Assignment 1 -> Copy the stretch of the journal entry from "In writing, that" through "or my mother." word for word.
Assignment 2 -> In the journal entry, what was the first word the writer could decode?
*** Text for analysis ***
Photo Credit: Jennie Anne Benigas
 

 

JUDY'S JOURNAL

 

January 2023

When I am ready to begin, I read good writing to get warmed by language.

 

 

 


Who Are Your Influences?


Dear Reader,

There’s a funny scene in the 1991 Irish film “The Commitments”: a series of quick shots in which a door opens, and a hopeful musician stands there. From inside, a voice asks, “Who are your influences?” Each names a band or a singer, and the door either slams in his or her face or opens to let her or him inside for an audition. As humorous as it is, there’s an important point the filmmakers made: people who create do so on the shoulders of their own personal giants. Indeed, sometimes the imitation is so successful that it might be hard to tell the difference if you are not an aficionado.

I used to hear, “You really like Marc Chagall’s work” or “This looks familiar, but I don’t know why.” My influences as a painter are apparent. The evidence is in the work, which is either stored in the basement, hanging here and there around the house, or remembered with a 4” by 6” print tucked into a booklet marked with the year. One phase of artmaking included a series titled "Homage to…” when I deliberately tried to step into the shoes of my favorite artists. It’s what we do to learn composition, line and color in part, but it’s also what we need to do to find our own style.

In writing, that is called a voice. It’s a more difficult journey to describe because writing is in tandem with reading, and I have been reading since about three or four years of age. I even remember the first word I could decode: elephant. It was an earthshaking moment to realize that letters made up a word that rested in a sentence, and I could read it without help from an illustration or my mother.
*** Listed records ***
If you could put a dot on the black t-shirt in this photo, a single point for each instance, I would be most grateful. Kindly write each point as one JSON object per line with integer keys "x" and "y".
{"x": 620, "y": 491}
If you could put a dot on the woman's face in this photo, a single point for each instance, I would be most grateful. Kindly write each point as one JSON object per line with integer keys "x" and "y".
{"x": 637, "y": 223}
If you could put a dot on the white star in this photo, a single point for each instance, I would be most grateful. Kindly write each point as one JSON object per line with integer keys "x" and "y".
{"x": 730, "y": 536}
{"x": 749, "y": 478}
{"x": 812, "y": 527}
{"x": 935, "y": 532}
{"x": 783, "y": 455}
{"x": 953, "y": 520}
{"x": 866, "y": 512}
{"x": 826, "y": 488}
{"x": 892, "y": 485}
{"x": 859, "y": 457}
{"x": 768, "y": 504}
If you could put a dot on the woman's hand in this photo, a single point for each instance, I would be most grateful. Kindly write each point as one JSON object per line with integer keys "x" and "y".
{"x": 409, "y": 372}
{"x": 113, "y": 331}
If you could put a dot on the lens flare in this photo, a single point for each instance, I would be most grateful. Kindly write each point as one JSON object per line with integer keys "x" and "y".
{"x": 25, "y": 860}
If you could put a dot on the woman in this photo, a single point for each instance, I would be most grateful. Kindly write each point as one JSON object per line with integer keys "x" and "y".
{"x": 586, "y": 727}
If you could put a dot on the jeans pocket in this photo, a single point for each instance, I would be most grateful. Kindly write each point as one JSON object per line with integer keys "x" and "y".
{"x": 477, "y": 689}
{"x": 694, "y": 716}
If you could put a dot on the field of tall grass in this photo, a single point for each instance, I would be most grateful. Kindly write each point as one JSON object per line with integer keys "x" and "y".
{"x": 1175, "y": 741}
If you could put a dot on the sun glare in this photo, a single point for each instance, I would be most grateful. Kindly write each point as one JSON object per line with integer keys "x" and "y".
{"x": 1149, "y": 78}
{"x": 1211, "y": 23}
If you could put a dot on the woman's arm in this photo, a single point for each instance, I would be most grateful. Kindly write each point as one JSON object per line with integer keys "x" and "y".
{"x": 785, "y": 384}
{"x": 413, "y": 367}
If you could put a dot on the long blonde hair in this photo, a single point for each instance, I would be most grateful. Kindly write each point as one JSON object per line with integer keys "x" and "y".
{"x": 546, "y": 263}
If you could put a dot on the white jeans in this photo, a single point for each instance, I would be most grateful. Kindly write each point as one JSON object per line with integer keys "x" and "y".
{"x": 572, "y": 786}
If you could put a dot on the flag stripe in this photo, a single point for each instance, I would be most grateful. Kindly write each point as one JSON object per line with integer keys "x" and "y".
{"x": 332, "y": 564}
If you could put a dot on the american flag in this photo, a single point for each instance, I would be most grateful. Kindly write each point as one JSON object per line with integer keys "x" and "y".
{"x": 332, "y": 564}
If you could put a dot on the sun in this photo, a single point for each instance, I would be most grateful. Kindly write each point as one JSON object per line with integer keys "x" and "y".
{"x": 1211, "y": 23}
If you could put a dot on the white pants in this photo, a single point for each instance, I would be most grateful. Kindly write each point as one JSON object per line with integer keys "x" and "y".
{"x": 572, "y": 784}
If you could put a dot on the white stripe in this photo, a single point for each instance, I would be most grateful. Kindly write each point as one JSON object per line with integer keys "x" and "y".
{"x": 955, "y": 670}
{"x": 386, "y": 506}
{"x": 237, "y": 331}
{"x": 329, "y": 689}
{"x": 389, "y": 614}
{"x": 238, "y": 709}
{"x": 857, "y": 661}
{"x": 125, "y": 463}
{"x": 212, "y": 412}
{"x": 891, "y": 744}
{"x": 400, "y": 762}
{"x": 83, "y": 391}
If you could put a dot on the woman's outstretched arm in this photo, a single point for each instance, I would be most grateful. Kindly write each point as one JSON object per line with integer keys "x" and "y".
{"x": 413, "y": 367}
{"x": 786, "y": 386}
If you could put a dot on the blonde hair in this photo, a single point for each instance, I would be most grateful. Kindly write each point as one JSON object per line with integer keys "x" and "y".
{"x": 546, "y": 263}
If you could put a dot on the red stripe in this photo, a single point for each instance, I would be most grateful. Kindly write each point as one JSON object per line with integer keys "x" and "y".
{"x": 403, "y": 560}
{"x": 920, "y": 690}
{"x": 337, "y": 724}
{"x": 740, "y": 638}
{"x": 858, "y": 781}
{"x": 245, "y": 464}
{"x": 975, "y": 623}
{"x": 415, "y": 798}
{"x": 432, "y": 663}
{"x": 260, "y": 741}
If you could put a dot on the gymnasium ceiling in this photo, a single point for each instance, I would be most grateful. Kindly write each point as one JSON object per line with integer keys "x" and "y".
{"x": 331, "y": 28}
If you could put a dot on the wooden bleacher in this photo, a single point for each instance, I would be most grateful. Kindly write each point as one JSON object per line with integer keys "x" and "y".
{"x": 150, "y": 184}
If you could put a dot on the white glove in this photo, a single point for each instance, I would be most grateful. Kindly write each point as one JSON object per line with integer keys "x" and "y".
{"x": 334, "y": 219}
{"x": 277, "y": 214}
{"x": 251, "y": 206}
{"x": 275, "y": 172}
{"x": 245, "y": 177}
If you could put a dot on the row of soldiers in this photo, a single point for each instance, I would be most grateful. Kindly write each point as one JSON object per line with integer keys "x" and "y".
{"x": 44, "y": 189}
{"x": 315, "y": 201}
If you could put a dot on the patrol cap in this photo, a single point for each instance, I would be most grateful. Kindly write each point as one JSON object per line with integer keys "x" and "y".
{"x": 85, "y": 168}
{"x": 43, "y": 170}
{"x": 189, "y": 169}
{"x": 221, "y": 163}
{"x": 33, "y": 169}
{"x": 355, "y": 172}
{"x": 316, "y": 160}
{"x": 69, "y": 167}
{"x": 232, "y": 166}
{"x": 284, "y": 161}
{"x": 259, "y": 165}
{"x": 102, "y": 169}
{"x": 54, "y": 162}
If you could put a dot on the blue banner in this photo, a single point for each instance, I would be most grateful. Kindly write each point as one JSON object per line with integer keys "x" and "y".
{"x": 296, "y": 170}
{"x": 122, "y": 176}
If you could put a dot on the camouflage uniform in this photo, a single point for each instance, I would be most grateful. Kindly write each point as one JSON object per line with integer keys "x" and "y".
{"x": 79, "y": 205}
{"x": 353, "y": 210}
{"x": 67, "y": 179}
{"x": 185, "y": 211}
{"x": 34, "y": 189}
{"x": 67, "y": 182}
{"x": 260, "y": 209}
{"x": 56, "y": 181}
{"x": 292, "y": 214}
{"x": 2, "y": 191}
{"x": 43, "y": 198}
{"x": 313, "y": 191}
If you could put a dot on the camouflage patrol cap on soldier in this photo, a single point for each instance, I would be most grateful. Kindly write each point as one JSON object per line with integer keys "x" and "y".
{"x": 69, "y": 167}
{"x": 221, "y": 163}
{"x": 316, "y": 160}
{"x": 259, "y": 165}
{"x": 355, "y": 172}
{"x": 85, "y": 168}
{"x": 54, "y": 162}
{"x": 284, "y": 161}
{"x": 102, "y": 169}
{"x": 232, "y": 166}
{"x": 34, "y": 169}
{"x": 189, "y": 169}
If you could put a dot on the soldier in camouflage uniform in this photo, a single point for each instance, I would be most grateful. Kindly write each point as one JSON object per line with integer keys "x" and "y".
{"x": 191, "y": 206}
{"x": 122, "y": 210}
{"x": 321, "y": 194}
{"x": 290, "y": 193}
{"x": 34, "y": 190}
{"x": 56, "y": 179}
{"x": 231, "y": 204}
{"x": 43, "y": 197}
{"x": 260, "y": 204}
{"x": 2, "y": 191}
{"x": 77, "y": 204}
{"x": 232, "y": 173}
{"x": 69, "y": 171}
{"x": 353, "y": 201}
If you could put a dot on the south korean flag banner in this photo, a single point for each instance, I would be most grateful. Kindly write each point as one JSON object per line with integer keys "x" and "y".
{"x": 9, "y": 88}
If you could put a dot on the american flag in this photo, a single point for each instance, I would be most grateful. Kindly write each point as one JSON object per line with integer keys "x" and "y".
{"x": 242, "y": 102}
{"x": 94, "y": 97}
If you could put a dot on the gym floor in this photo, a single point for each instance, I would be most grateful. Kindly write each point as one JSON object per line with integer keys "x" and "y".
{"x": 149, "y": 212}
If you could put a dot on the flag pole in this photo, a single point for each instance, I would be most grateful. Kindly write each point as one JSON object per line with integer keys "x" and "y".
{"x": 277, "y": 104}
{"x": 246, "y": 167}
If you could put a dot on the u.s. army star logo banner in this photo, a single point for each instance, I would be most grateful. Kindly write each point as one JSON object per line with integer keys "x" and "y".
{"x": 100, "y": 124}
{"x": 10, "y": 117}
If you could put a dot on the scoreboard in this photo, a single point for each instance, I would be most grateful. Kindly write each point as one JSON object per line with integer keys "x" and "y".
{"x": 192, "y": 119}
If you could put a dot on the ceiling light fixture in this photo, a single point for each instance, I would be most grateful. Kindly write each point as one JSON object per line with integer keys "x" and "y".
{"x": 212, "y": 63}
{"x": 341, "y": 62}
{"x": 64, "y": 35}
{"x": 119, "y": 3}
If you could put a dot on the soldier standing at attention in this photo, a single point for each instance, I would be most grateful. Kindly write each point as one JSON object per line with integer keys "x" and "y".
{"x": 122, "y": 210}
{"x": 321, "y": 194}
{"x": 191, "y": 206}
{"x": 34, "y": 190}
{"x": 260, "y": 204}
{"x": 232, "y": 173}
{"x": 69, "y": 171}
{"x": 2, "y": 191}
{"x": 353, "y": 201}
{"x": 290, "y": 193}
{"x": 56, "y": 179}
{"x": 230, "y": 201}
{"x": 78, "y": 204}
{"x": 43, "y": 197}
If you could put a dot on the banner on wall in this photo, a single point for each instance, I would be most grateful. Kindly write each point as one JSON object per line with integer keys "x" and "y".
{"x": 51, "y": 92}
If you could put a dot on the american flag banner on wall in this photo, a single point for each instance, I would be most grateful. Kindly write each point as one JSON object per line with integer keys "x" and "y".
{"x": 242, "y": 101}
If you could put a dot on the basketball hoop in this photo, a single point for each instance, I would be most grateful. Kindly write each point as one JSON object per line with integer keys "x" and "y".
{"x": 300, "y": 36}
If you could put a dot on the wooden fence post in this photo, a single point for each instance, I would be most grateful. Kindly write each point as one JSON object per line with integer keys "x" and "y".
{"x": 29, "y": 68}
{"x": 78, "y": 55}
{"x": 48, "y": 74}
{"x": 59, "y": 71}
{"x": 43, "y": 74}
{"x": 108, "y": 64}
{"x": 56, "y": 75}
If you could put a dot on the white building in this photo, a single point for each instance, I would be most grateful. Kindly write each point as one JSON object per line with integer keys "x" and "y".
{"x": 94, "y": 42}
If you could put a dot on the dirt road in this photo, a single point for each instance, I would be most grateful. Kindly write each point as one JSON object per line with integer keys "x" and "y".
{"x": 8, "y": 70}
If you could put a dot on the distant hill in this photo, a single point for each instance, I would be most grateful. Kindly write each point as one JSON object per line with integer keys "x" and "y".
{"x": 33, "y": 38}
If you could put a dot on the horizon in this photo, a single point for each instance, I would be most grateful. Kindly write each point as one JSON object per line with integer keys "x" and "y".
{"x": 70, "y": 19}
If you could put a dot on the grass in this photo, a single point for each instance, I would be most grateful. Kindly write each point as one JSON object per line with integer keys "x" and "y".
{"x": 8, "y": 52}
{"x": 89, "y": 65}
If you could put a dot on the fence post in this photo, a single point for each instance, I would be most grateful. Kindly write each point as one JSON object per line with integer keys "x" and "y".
***
Exercise answer 1 ->
In writing, that is called a voice. It’s a more difficult journey to describe because writing is in tandem with reading, and I have been reading since about three or four years of age. I even remember the first word I could decode: elephant. It was an earthshaking moment to realize that letters made up a word that rested in a sentence, and I could read it without help from an illustration or my mother.

Exercise answer 2 -> Elephant.